Text section ->
Heshology was more of the same, only less of it. Round 2 provided the only drama, as yours truly missed a golden opportunity to gain some rungs on Mokadeth. Instead, Mok threw a dart at a dartboard and correctly guessed that Exodus was the snippet played. Although Mok only got it correct on his second guess, yours truly failed to correctly guess it at all. Ironic, given my nickname. But I digress. Here are the standings for the month of July:

1) Mokadeth – 16 rungs
2) The Metal Master – 8 rungs
3) KrokusIsBack, CALM 1, Fitzroy James Dio, and Atomic PoP – 4 rungs

And now, a word from our sponsor.

This King Hesh – The Hair Apparent (and Queen Hesh!) Weak in Review is brought to you by Totally Bad, the official ‘80s gay pride kickoff party!





King Hesh, uncompensated endorser.

Awwwwwwwriiiiiiight, dudes! The King has secured yet another totally bitchin’ sponsor, dudes! Join me and the Assembled Asses at Totally Bad, the official ‘80s gay pride kickoff party, dudes! This is a great place to meet dudes, dudes! It features DJ Superstar Lollipop spinning totally bitchin’ ‘80s tunes from Culture Club, Frankie Goes to Hollywood, and George Michael (solo and with Wham!), dudes! Don’t forget to participate in the Underground Drag Show, dudes! It just hurts so good, dudes! Remember, dudes, at Totally Bad, it doesn’t matter if you’re pitching or catching, dudes – you’re still in the game, dudes!

And now, back to Metal Master’s Weak in Review.

Yes, my dear readers, you love me now. But will you respect me in the morning? But I digress.

Provided information ->
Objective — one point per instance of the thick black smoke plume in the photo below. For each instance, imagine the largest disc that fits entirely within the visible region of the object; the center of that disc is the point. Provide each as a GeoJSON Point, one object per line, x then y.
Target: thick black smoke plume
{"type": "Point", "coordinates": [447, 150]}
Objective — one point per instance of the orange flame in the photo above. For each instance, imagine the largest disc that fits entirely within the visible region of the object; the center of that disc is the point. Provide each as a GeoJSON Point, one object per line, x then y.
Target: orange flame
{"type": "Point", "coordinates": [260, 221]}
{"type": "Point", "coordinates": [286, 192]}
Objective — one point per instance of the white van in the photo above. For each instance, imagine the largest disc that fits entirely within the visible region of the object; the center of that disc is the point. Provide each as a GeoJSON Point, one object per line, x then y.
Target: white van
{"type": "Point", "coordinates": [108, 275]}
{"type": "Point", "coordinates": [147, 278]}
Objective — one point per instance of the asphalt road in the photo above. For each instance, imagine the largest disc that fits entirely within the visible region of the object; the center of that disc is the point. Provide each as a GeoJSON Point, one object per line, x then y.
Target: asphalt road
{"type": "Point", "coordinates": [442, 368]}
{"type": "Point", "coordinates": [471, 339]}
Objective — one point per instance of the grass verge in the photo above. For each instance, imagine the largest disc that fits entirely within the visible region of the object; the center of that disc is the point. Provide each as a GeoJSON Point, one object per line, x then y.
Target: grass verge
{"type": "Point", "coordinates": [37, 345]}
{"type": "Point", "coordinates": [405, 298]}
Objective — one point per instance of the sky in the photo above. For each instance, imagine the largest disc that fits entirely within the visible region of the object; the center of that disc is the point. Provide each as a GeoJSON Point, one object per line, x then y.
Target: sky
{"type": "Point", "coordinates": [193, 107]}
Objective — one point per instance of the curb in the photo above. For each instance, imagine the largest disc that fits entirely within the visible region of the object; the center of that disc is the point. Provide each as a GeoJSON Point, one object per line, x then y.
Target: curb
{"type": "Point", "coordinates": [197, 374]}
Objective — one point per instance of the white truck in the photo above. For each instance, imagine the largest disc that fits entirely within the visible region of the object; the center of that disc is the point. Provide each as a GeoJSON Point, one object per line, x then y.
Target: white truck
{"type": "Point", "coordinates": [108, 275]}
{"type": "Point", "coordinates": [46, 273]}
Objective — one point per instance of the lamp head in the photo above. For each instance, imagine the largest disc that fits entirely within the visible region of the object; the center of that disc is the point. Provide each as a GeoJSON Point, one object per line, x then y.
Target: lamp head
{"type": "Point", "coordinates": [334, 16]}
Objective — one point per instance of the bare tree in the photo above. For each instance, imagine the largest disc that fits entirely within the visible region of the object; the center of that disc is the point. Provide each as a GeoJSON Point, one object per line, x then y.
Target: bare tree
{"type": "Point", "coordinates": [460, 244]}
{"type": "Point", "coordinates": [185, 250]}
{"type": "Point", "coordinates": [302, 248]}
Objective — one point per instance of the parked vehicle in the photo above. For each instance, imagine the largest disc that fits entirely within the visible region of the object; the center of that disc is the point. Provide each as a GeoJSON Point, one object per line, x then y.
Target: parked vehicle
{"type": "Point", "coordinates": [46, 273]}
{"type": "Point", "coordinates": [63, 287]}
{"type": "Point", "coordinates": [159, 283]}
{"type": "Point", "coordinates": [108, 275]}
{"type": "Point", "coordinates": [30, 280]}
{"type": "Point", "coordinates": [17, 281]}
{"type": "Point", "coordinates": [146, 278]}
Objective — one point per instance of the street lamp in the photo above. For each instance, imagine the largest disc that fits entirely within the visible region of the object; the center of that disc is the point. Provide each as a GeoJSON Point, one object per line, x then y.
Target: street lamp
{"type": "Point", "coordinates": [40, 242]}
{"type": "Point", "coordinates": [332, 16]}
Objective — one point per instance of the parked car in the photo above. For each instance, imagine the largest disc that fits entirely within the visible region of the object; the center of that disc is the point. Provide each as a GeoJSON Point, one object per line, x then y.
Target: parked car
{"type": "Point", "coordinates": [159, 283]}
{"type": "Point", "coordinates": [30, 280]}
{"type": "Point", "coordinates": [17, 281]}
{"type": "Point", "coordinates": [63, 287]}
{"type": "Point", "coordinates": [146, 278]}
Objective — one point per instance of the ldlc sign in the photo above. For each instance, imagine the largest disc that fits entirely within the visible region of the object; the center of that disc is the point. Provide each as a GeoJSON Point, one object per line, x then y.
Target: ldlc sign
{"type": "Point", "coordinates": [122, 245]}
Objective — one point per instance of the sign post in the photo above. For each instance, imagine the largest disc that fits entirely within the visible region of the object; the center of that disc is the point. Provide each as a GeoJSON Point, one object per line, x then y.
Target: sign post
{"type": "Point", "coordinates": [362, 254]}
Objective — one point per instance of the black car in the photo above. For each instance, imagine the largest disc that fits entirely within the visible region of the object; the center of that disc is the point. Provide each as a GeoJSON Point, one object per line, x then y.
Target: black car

Problems to work on ->
A: In the weekly review text, how many rungs does The Metal Master have in the July standings?
B: Continue the weekly review from its final sentence, in the same voice.

Results of the exercise ->
A: 8 rungs.

B:
I rarely use the word “chagrin” more than once in a WIR, but I’ll have to make an exception this week. Much to the chagrin of the Assembled Masses, Queen Hesh told her patented Bad Joke of the Weak. All was not lost, as Hesh-A-Lites all over this vast planet we call earth, indulged in such meaningful duties as reloading their bongs, going for beer runs, and take the all-important shit, whilst the Queen recited her painfully unfunny joke. I never understood why going to the bog is called “taking a shit.” When I “take a shit”, I actually leave a shit. But I digress.

There were many worthy candidates for LVRocks most coveted award, the Poseur of the Weak. Here are the nominees:

1) Yours truly, for failing to recognize the Exodus snippet in round 2 of Heshology.

2) King Hesh, for fixating over Kevin Steele’s 9-incher and forgetting to test his Heshness.

3) Mike Vod, for his usual nonsense.

After much thought and many beers, the winner of the Poseur of the Weak award is none other than…



Fitzroy James Dio, the saucy Aussie!

Fitz earns his first POTW for false advertising. Despite the Captain Hook grade ‘stache on his picture, Fitz’ face is actually smoother than a baby’s bottom! Whilst he has assured the assembled masses that his whiskers are growing as we speak, it is a travesty that a man who has done so much to bring the ‘stache to public awareness, does not in fact sport the ‘stache! For shame! Hopefully, Fitz will right this wrong and grow a proper butt broom for all to envy. RESPECT!

That’s all the news that’s fit to print. Tune in next week to see if Fitz has made progress on growing his ‘stache! Tune in to see if the Queen flashes her huge hooters for all to see! Tune in to see if the King will test Johnny Dee’s Heshness!

This your Poet Laureate, The Metal Master, your humble scribe, simply the most electrifying man on LVRocks today, reporting live from the Right Coast. C-YA!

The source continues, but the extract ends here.